- _TASK DIRECTIONS_: From the data below, please reproduce exactly everything from the line that contains "Query: exposed root" down to the line that contains "Query: fallen branch", with both ends included.

++++++++++

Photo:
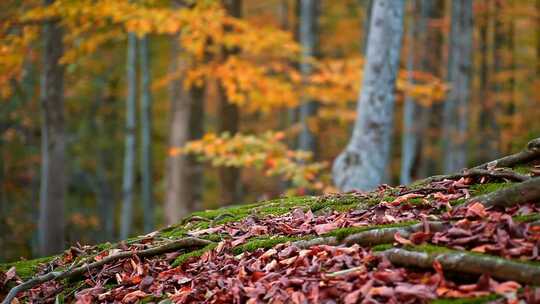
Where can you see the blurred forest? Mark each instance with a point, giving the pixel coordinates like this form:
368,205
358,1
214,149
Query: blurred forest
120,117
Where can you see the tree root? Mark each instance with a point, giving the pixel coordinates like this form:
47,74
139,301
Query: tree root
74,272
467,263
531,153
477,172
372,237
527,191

++++++++++

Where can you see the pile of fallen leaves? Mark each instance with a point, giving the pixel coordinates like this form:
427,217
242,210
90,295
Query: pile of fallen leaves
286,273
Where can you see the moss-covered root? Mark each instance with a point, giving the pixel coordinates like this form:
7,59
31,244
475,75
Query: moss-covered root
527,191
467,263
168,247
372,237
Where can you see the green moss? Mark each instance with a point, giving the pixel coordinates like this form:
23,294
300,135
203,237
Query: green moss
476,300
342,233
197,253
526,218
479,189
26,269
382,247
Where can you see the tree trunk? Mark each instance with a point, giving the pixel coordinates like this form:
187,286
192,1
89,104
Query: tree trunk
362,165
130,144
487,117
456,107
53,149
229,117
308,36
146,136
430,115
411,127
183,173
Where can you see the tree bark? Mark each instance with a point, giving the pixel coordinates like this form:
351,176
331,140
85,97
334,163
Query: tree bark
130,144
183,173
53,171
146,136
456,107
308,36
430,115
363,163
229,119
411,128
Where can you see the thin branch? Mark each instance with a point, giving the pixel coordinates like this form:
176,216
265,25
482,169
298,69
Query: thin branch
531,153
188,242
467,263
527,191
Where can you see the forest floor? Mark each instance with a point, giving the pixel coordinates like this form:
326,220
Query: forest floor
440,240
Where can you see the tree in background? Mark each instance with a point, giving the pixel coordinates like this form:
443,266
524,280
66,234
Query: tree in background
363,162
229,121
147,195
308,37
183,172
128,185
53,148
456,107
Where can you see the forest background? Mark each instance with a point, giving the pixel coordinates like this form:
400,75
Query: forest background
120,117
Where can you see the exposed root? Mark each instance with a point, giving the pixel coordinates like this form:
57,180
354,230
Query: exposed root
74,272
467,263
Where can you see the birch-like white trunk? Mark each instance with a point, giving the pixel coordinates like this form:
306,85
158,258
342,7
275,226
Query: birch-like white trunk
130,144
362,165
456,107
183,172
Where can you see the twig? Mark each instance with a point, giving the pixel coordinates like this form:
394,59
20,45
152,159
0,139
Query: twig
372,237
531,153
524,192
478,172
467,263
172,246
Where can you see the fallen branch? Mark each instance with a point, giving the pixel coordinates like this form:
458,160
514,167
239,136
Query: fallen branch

++++++++++

- _REPLY TO THE EXERCISE_:
Query: exposed root
74,272
467,263
Where can you see the birch-like white trunk? Mark each instance with a point, giving the pixel coordinates like this form:
306,85
158,258
342,7
275,226
Query: birch-like white trunk
130,144
362,165
456,107
183,172
Where can you see the twig? Mark each instance with a point, giving the pixel coordinates like this form:
394,59
20,45
152,159
0,139
Query: twig
372,237
531,153
524,192
478,172
467,263
172,246
Where can you see the fallen branch? Mark each instance with a point, giving the pixel coordinates like this form:
458,160
514,167
239,136
Query: fallen branch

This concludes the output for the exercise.